**SOURCE MATERIAL**
□ □ □
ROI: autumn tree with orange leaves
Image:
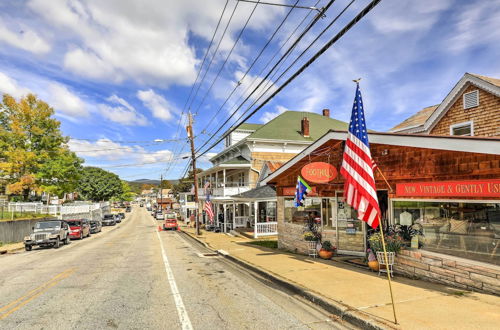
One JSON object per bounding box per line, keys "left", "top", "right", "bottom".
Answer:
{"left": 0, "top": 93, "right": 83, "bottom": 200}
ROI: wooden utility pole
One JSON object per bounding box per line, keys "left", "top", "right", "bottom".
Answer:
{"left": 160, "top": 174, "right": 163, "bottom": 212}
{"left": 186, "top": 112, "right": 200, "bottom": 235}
□ □ □
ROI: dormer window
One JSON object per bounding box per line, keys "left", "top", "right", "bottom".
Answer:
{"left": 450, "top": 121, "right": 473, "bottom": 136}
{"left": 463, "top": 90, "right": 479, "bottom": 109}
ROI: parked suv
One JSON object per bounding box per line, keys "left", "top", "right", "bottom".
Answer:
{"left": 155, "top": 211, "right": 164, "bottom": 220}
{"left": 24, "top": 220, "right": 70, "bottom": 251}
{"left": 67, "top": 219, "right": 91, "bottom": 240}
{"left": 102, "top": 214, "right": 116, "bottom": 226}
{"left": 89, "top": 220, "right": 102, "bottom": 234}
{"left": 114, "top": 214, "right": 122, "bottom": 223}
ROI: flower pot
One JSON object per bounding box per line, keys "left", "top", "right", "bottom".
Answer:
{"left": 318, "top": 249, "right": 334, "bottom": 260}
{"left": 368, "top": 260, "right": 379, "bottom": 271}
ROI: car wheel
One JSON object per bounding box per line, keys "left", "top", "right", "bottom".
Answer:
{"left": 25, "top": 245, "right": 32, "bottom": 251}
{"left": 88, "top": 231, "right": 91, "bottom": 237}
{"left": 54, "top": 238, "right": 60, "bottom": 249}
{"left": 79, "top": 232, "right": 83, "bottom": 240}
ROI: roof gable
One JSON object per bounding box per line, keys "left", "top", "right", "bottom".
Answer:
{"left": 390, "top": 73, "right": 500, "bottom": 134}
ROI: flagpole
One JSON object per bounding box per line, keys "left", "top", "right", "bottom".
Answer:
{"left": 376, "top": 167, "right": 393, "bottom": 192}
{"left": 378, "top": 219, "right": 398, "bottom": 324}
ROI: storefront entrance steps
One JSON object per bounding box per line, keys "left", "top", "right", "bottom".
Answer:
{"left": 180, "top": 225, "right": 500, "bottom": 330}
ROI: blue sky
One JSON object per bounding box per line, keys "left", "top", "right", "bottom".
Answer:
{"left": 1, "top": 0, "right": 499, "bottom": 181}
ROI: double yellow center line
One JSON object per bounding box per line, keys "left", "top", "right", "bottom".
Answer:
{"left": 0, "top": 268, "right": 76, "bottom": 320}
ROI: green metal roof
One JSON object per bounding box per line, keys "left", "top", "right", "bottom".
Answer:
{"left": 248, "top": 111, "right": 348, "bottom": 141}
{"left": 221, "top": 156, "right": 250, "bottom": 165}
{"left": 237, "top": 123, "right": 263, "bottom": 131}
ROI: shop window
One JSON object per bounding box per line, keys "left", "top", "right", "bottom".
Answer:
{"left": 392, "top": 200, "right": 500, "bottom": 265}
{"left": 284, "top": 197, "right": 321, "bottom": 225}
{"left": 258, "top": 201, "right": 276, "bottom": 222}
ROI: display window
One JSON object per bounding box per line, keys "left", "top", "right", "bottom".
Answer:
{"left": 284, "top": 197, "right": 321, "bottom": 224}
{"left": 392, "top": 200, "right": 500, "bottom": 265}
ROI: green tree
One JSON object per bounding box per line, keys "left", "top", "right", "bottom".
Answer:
□ □ □
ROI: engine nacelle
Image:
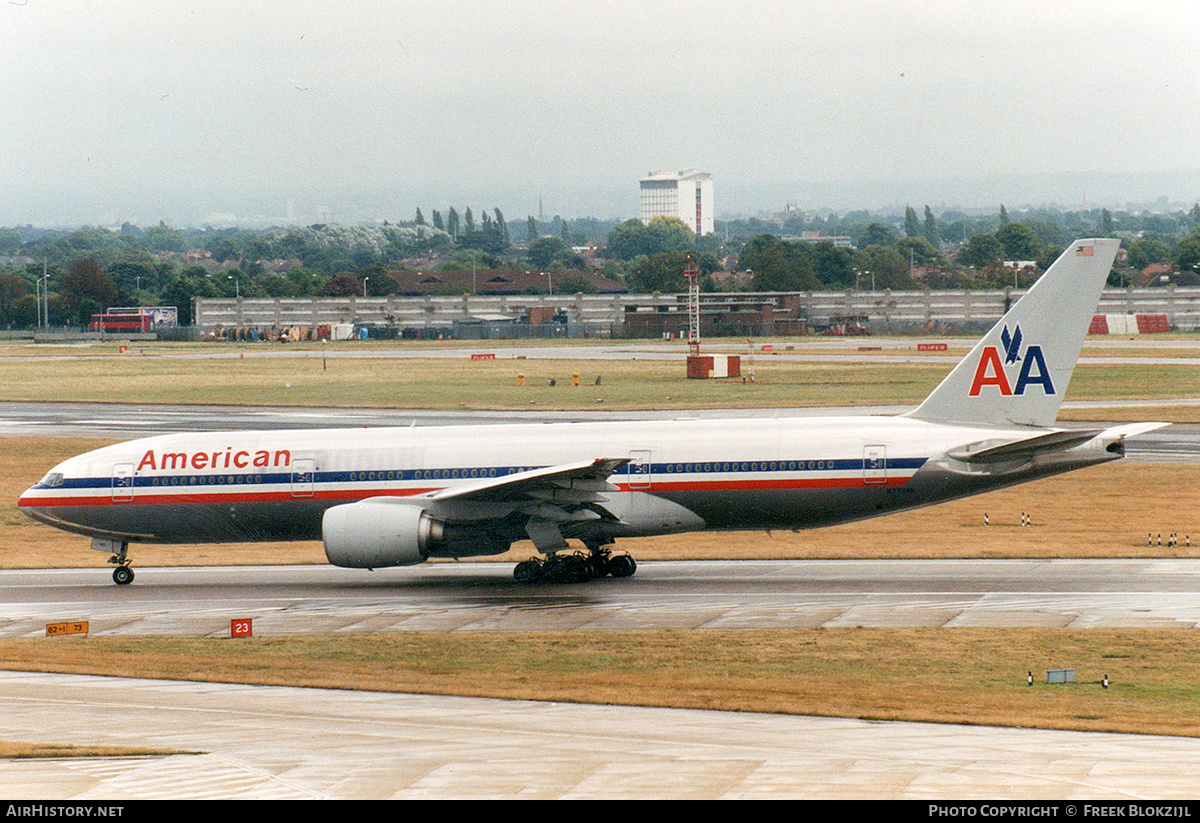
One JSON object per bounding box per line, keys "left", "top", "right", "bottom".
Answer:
□ □ □
**TASK GOAL**
Search the entries for "window" and copy each matching line.

**RESPONSE TO THIS TASK**
ROI: dormer window
ROI: shop window
ROI: display window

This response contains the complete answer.